**What needs to be done:**
Write out all of the lines below, exactly and completely.

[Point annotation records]
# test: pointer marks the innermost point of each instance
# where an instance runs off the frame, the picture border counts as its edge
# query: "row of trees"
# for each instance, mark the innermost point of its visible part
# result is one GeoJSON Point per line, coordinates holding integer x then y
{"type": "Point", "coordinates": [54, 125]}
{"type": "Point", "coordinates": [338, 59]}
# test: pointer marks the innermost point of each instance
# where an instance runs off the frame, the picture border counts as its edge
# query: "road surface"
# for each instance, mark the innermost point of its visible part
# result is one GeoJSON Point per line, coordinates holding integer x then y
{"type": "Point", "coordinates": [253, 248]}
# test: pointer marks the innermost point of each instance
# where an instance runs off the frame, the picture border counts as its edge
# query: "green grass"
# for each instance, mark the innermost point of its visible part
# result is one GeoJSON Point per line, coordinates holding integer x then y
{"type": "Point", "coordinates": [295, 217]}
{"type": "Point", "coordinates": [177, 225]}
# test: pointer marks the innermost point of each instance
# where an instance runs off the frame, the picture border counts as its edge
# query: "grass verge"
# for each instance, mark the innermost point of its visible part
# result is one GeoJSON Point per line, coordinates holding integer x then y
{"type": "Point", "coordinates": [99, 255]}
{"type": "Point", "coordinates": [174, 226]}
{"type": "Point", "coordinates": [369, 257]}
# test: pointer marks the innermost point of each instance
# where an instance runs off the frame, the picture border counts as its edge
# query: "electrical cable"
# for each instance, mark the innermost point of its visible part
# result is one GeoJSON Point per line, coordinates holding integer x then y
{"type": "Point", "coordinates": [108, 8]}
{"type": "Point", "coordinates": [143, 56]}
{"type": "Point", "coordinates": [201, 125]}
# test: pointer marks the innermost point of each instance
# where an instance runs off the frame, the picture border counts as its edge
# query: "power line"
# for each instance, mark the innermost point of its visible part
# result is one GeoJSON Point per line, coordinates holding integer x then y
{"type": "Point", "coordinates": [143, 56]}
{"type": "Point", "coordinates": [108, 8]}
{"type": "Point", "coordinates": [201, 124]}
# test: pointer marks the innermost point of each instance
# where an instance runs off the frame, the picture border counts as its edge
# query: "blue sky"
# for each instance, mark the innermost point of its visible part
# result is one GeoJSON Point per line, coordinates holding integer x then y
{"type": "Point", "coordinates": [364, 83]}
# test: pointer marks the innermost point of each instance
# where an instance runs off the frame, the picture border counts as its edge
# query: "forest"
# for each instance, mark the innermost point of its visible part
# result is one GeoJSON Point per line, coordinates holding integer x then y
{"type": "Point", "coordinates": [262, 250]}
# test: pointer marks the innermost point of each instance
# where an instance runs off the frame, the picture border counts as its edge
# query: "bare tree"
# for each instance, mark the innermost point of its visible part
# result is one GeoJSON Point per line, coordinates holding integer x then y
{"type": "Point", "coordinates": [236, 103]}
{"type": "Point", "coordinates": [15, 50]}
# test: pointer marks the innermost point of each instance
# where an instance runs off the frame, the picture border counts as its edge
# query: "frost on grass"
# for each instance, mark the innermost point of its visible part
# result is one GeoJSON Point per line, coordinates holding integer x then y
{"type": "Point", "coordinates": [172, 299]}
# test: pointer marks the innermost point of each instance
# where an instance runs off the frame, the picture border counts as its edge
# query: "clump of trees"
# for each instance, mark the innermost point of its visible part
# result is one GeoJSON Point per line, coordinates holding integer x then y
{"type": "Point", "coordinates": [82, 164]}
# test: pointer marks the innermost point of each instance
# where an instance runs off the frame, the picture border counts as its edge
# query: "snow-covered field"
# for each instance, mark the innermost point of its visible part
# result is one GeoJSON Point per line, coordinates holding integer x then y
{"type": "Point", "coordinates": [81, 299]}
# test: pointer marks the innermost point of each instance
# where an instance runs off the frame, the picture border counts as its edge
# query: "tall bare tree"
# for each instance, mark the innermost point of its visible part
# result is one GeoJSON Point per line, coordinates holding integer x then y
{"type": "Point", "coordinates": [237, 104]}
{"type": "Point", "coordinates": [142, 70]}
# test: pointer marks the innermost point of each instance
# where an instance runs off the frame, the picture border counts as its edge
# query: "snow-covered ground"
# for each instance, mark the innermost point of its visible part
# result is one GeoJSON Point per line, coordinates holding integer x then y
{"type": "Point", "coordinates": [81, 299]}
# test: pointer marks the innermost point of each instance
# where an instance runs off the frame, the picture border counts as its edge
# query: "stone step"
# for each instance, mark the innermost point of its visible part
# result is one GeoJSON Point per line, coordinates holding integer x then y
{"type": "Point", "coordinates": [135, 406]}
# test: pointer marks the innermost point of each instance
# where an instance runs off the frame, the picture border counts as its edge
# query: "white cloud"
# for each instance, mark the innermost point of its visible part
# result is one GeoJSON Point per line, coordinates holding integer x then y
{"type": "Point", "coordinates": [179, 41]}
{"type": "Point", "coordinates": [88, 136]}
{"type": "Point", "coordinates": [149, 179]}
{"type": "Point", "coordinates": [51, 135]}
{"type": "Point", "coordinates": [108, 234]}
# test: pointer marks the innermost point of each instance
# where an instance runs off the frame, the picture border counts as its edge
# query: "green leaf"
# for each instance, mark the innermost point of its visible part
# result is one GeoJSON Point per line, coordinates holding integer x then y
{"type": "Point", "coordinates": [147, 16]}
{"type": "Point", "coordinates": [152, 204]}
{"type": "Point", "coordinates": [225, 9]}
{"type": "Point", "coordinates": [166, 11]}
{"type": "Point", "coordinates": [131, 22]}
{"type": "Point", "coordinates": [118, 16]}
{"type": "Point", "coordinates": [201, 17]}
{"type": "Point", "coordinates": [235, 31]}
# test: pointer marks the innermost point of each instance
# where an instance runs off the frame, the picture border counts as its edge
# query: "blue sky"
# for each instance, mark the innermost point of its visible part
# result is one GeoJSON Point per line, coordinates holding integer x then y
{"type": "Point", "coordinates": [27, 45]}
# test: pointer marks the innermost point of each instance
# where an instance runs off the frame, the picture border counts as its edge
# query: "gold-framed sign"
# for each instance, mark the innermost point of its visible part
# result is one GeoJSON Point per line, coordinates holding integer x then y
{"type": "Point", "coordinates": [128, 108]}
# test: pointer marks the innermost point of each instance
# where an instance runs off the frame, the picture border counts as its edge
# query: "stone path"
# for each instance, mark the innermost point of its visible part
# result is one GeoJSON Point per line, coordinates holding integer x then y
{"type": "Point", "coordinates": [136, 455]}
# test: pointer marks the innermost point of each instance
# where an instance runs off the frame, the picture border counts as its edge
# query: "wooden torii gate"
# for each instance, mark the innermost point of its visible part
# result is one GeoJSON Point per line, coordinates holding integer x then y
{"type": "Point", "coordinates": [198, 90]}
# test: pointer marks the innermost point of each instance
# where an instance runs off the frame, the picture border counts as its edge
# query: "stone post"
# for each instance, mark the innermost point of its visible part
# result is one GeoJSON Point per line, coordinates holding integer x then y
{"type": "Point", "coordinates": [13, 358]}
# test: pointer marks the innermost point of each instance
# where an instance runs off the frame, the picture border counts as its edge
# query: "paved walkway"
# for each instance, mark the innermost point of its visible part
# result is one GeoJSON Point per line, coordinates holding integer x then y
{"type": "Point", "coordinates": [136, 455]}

**Answer for this exercise:**
# test: pointer marks the innermost point of each instance
# where an instance runs off the frame, the picture border counts as its edge
# query: "row of trees"
# for each instance, mark the innermost point of its visible part
# result is one GeoJSON Point per line, coordinates holding integer x then y
{"type": "Point", "coordinates": [54, 125]}
{"type": "Point", "coordinates": [338, 59]}
# test: pointer marks the innermost point of each instance
# where an instance runs off the frame, the picture border counts as its edge
# query: "road surface"
# for each instance, mark the innermost point of its visible part
# result is one GeoJSON Point per line, coordinates holding integer x then y
{"type": "Point", "coordinates": [253, 248]}
# test: pointer marks the innermost point of each instance
# where an instance runs off the frame, the picture border counts as its edge
# query: "green grass"
# for each instance, mark the innermost point of its visible part
# result is one GeoJSON Point per line, coordinates holding integer x then y
{"type": "Point", "coordinates": [295, 217]}
{"type": "Point", "coordinates": [177, 225]}
# test: pointer marks the innermost point of each instance
# where an instance runs off the frame, the picture border counts as its edge
# query: "grass verge"
# for each instance, mark the innermost point of its visible part
# result is one GeoJSON Point per line, coordinates holding integer x then y
{"type": "Point", "coordinates": [99, 255]}
{"type": "Point", "coordinates": [174, 226]}
{"type": "Point", "coordinates": [369, 257]}
# test: pointer marks the innermost point of each instance
# where an instance runs off the frame, the picture border counts as its edge
# query: "electrical cable"
# for each instance, mark the innermost point of its visible part
# result is one GeoJSON Point per line, coordinates holding integer x then y
{"type": "Point", "coordinates": [108, 8]}
{"type": "Point", "coordinates": [143, 56]}
{"type": "Point", "coordinates": [201, 125]}
# test: pointer marks the innermost point of each instance
# where an instance runs off the frame, the picture border counts as its edge
# query: "power line"
# for each instance, mark the innermost point of its visible part
# result is one GeoJSON Point per line, coordinates holding integer x then y
{"type": "Point", "coordinates": [143, 56]}
{"type": "Point", "coordinates": [108, 8]}
{"type": "Point", "coordinates": [201, 124]}
# test: pointer marks the innermost point of each instance
# where an instance runs off the frame, the picture border counts as its edge
# query: "blue sky"
# for each instance, mark the innermost point of its visible part
# result is one GeoJSON Point per line, coordinates holding integer x then y
{"type": "Point", "coordinates": [364, 83]}
# test: pointer marks the innermost point of each instance
# where an instance runs off the frame, the picture border counts as its edge
# query: "forest"
# for each instance, mark the innermost point of its visible part
# result is one GeoJSON Point per line, coordinates holding integer x then y
{"type": "Point", "coordinates": [262, 250]}
# test: pointer marks the innermost point of each instance
# where an instance runs off the frame, the picture border counts as its edge
# query: "bare tree"
# for each instance, mark the innermost point of its visible part
# result is one GeoJSON Point per line, coordinates holding integer x then y
{"type": "Point", "coordinates": [236, 103]}
{"type": "Point", "coordinates": [15, 50]}
# test: pointer marks the innermost point of each instance
# where an instance runs off the frame, the picture border counts as its edge
# query: "frost on grass"
# for each instance, mark the innermost point of its visible part
# result is one GeoJSON Point per line, coordinates holding integer x then y
{"type": "Point", "coordinates": [172, 299]}
# test: pointer marks the innermost point of each instance
# where an instance runs off the frame, the picture border counts as its edge
# query: "clump of trees"
# for each instance, mark the innermost point of its visible part
# result is one GeoJSON Point per line, coordinates holding integer x then y
{"type": "Point", "coordinates": [82, 164]}
# test: pointer marks the innermost point of each instance
# where an instance runs off the frame, the picture border counts as its edge
# query: "snow-covered field"
# for each instance, mark the innermost point of its visible part
# result is one GeoJSON Point per line, coordinates holding integer x then y
{"type": "Point", "coordinates": [81, 299]}
# test: pointer marks the innermost point of each instance
# where an instance runs off the frame, the picture border counts as its edge
# query: "tall bare tree"
# for each instance, mark the innermost point of its visible part
# result is one GeoJSON Point per line, coordinates holding integer x then y
{"type": "Point", "coordinates": [237, 104]}
{"type": "Point", "coordinates": [142, 70]}
# test: pointer marks the innermost point of each instance
# where an instance runs off the frame, the picture border counts as its edge
# query: "snow-covered ground"
# for each instance, mark the innermost point of its visible part
# result is one GeoJSON Point per line, coordinates holding integer x then y
{"type": "Point", "coordinates": [81, 299]}
# test: pointer marks the innermost point of each instance
# where an instance runs off the frame, the picture border counts as its edge
# query: "stone step"
# for each instance, mark the innermost point of its visible part
# result is one GeoJSON Point per line, coordinates holding integer x then y
{"type": "Point", "coordinates": [135, 406]}
# test: pointer marks the innermost point of each instance
# where an instance runs off the frame, the picture border counts as its edge
# query: "white cloud"
# for each instance, mark the innermost point of its visible part
# result is one GeoJSON Point per line, coordinates holding integer x then y
{"type": "Point", "coordinates": [179, 41]}
{"type": "Point", "coordinates": [88, 136]}
{"type": "Point", "coordinates": [149, 179]}
{"type": "Point", "coordinates": [51, 135]}
{"type": "Point", "coordinates": [108, 234]}
# test: pointer marks the innermost point of each instance
# where an instance runs off the frame, the picture border counts as its edge
# query: "green leaf"
# for each instance, mark the innermost point of its visible part
# result is one GeoJSON Point per line, coordinates holding integer x then y
{"type": "Point", "coordinates": [147, 16]}
{"type": "Point", "coordinates": [152, 204]}
{"type": "Point", "coordinates": [225, 9]}
{"type": "Point", "coordinates": [166, 11]}
{"type": "Point", "coordinates": [131, 22]}
{"type": "Point", "coordinates": [118, 16]}
{"type": "Point", "coordinates": [201, 17]}
{"type": "Point", "coordinates": [235, 31]}
# test: pointer marks the innermost point of each instance
# where an instance runs off the frame, the picture border counts as its edge
# query: "blue sky"
# for each instance, mark the innermost point of its visible part
# result is one GeoJSON Point per line, coordinates holding integer x then y
{"type": "Point", "coordinates": [27, 45]}
# test: pointer marks the innermost point of each instance
# where an instance runs off the frame, the picture border counts as its edge
# query: "gold-framed sign"
# for each instance, mark the innermost point of its visible part
# result is one GeoJSON Point per line, coordinates holding integer x then y
{"type": "Point", "coordinates": [128, 108]}
# test: pointer marks the innermost point of each instance
# where an instance runs off the frame, the picture border counts as its edge
# query: "stone path"
# for each instance, mark the innermost point of its visible part
# result is one GeoJSON Point per line, coordinates holding integer x then y
{"type": "Point", "coordinates": [136, 455]}
# test: pointer marks the innermost point of each instance
# where an instance runs off the frame, the picture border counts as its edge
# query: "wooden torii gate"
# for each instance, mark the innermost point of its visible part
# result is one GeoJSON Point per line, coordinates holding integer x then y
{"type": "Point", "coordinates": [198, 90]}
# test: pointer marks the innermost point of each instance
# where an instance runs off the frame, the picture border counts as its edge
# query: "stone post"
# for each instance, mark the innermost point of its visible part
# result is one GeoJSON Point per line, coordinates holding integer x then y
{"type": "Point", "coordinates": [13, 358]}
# test: pointer marks the innermost point of each instance
# where an instance runs off the frame, the picture border counts as its edge
# query: "paved walkway"
# for each instance, mark the innermost point of its visible part
# result is one GeoJSON Point per line, coordinates holding integer x then y
{"type": "Point", "coordinates": [136, 455]}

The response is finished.